Stored records
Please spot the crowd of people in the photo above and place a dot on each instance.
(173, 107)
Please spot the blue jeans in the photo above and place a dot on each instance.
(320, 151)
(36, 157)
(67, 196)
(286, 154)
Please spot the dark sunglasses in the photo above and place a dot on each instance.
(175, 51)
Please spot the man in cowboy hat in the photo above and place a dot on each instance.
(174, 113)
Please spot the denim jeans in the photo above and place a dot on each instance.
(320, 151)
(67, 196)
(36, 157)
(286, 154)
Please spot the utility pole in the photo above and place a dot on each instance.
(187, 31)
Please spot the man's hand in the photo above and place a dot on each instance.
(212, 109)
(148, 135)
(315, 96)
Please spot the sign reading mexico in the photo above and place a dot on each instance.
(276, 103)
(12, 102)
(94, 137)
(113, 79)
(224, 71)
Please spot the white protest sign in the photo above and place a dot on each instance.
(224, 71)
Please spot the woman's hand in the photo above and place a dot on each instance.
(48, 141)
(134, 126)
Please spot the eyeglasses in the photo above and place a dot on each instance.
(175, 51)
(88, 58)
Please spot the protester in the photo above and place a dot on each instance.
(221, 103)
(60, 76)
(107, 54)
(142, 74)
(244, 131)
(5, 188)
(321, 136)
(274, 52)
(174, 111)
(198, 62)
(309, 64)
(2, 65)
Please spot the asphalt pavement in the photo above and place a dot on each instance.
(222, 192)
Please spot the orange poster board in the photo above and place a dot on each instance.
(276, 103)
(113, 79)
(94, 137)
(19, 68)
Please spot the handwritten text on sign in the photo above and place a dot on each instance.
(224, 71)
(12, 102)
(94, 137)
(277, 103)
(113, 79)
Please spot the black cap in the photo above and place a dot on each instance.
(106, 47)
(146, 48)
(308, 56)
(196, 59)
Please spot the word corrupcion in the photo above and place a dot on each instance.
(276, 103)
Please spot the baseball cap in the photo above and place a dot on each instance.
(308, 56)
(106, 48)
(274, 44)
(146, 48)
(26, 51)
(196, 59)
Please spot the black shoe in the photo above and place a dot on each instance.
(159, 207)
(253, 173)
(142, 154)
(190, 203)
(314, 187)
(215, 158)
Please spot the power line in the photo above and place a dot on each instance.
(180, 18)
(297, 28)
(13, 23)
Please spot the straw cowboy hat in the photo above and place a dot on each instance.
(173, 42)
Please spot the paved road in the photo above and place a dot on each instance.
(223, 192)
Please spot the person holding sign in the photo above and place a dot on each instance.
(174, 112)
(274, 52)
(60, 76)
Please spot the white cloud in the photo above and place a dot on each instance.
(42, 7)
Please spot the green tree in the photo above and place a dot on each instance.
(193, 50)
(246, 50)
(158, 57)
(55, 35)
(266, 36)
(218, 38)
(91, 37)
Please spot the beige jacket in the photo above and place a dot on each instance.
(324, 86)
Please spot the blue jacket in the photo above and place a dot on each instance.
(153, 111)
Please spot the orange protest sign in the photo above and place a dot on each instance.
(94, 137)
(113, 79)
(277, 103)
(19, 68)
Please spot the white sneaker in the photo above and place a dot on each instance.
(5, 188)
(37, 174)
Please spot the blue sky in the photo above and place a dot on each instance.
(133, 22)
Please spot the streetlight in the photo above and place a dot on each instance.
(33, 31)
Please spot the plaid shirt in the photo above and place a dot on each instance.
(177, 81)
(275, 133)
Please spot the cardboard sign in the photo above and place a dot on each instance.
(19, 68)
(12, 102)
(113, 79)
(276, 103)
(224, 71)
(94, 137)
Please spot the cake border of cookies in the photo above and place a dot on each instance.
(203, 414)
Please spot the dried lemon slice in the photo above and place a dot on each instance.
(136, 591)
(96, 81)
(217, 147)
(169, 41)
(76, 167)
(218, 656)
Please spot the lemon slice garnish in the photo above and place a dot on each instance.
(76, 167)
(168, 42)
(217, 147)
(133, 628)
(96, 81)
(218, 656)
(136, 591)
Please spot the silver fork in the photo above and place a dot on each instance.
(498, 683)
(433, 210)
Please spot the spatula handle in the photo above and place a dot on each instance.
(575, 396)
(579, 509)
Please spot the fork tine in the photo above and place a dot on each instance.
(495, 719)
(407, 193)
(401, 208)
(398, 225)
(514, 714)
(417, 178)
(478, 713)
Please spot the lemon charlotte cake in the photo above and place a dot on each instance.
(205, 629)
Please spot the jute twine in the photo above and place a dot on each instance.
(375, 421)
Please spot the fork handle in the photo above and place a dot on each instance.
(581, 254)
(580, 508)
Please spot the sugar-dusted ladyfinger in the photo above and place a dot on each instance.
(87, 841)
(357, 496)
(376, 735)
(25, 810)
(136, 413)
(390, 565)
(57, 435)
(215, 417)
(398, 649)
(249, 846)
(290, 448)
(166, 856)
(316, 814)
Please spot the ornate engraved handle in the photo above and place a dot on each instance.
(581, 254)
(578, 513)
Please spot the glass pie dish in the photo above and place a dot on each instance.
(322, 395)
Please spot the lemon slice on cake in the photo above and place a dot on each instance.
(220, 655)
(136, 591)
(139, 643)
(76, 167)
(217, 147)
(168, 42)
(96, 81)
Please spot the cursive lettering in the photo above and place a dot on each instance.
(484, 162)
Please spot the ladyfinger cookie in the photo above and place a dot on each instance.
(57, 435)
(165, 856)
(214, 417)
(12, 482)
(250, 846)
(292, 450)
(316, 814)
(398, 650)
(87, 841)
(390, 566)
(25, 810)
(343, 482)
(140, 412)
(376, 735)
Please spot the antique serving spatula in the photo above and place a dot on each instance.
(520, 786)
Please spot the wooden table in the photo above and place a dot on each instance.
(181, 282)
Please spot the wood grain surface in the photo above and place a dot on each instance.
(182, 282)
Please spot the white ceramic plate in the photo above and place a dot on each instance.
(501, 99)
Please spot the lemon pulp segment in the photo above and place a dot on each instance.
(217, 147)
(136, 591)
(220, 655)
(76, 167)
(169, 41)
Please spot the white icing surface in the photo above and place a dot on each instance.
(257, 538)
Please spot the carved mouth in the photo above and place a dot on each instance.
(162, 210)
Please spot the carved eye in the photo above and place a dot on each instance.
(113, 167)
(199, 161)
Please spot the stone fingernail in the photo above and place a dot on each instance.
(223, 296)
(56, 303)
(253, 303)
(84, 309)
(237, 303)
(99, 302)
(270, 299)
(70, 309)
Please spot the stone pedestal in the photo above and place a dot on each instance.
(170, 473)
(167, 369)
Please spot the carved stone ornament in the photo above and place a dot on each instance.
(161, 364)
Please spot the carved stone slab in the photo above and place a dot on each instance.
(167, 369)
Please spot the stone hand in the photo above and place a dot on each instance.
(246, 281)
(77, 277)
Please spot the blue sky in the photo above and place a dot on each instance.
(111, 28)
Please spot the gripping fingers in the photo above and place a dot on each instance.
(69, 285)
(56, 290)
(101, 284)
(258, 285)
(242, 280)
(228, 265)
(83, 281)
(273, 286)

What is being asked
From the line containing "Please spot the stone pedestal" to the last line of the material, please quote every line exactly and only those.

Task result
Please spot the stone pedestal in the photo above and place a dot on each instance.
(170, 473)
(167, 369)
Please spot the carved stone ornament in the photo above and place a dot on each instance.
(161, 364)
Please spot the carved stone slab in the photo above and place a dot on each instance.
(167, 369)
Please spot the stone hand in the photo above and place a dot on each instance.
(246, 281)
(77, 277)
Please spot the blue sky in the photo above and place a dot on each instance.
(111, 28)
Please spot the gripping fingers in the photo above and place a dot on each instance.
(69, 285)
(56, 290)
(101, 284)
(258, 285)
(242, 280)
(228, 265)
(83, 281)
(273, 286)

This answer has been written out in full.